Pur troppo è vero che i poveri affatto per lo più non emigrano perché non hanno i mezzi, e tanti neppur la volontà se il mezzo d’emigrare gratis loro si offerisse, chè emigrando in America bisogna lavorare di buona schiena e ciò non vogliono gli accattoni usi alla infingardaggine ed alla poltroneria. Pure qualcuno anche di questi se n’andò all’altro mondo, cioè in America, e guadagnano per sé e mandano alle loro famiglie de’ bei denaruzzi. Quelli che restarono, ora trovano mezzi più facili di guadagnarsi il pane, basta che lo vogliano. Al presente le fatiche giornaliere dell’operaio sono pagate generosamente perché mancano le braccia necessarie, ed i grossi possidenti, se non vogliono vedere i loro terreni ridotti alle condizioni del campo dell’uomo pigro, devono far buon viso anche alle braccia debili de’ mendicanti e così troviamo avvicinati due strati sociali che fin qui furono gatto e sorcio, e con facilità toccano con mano d’essere tutti fratelli, bisognevoli d’aiuto scambievole. Non è questo un bel e buon effetto dell’emigrazione americana?
E lo Stato ci scapita o ci guadagna? Anche lo Stato ci guadagna, ed eccone il come. Prima indirettamente con un consumo straordinario di bolli per il carteggio epistolare insolito con l’altro mondo. Nel paesello ove io abito con 20 emigrati più di 15 lettere al mese traversano i mari portanti l’aquila bicipite marcata con 20 soldi: son dunque 3 fiorini mensili. Fate poi la proporzione con i trecento e più emigrati di questo distretto e vedrete una bella cifra annuale che entra nelle casse magne dello Stato! Ma il vantaggio direttissimo si è che i balzelli pubblici si pagano a cagione dell’emigrazione con più facilità trovandosi il danaro venuto dall’oceano bello e sonante, ed è rarissimo il caso delle esecuzioni sommarie e del nulla ritrovato, frase nota e ritrita di pochi anni fa – Dunque? Ma prima di venire al dunque tocchiamo qualchecosa ancora della religione e dei vantaggi morali.
(Segue la fine)
(*) A schiarimento di questa restrizione dell’autore aggiungiamo che dalle Giudicarie Esteriori partono gli emigranti per l’Argentina più ad individui che a famiglia, e questi come lavoratori per poi far ritorno alle loro famiglie. (N. d. D.)
________________________________________
- Da svolgere -
- A) Trascrivi dal brano sull'emigrazione tutto ciò che va da "(Segue la fine)" giù fino a "famiglie. (N. d. D.)".
- B) Spiega, in base al brano sull'emigrazione, perché al presente le fatiche giornaliere dell'operaio sono pagate generosamente.
Le righe costituiscono materiale a sé, distinto dal brano.

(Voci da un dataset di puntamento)
________________________________________
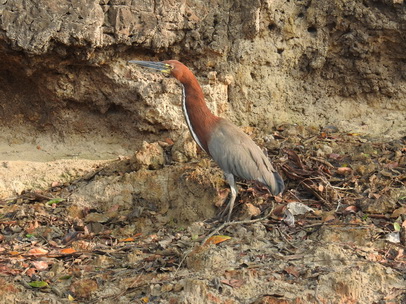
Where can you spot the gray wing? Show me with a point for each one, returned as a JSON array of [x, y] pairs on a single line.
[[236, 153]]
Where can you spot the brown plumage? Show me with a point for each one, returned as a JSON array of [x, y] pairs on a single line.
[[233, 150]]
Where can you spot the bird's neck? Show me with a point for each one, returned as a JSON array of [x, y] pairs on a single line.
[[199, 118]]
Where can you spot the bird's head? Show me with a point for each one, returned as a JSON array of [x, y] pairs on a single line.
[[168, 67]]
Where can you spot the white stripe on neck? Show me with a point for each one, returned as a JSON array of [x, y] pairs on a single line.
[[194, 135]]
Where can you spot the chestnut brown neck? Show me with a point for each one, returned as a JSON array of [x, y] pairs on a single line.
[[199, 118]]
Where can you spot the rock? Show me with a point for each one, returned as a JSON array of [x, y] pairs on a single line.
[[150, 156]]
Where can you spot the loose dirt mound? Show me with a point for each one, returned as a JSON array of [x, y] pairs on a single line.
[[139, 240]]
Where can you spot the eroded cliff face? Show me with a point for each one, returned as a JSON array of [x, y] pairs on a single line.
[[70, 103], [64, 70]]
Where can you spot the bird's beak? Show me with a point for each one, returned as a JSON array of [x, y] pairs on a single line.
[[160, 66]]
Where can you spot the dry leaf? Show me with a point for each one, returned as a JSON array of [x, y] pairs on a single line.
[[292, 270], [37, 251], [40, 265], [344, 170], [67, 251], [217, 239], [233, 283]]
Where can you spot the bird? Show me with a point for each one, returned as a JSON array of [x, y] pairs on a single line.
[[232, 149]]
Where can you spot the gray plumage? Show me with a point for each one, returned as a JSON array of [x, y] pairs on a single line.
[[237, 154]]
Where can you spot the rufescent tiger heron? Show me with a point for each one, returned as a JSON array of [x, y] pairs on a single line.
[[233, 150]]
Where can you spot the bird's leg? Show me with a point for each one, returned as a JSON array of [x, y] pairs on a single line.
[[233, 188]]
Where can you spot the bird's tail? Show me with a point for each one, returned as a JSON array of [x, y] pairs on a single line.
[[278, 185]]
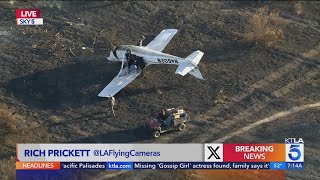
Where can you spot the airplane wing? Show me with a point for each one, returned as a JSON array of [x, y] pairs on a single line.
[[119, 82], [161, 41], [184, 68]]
________________________________________
- Risposte -
- A)
(Segue la fine)
(*) A schiarimento di questa restrizione dell’autore aggiungiamo che dalle Giudicarie Esteriori partono gli emigranti per l’Argentina più ad individui che a famiglia, e questi come lavoratori per poi far ritorno alle loro famiglie. (N. d. D.)

- B) Le fatiche giornaliere dell'operaio sono pagate generosamente perché mancano le braccia necessarie. Per questo i grossi possidenti, se non vogliono vedere i loro terreni ridotti come il campo dell'uomo pigro, devono accettare anche le braccia deboli dei mendicanti.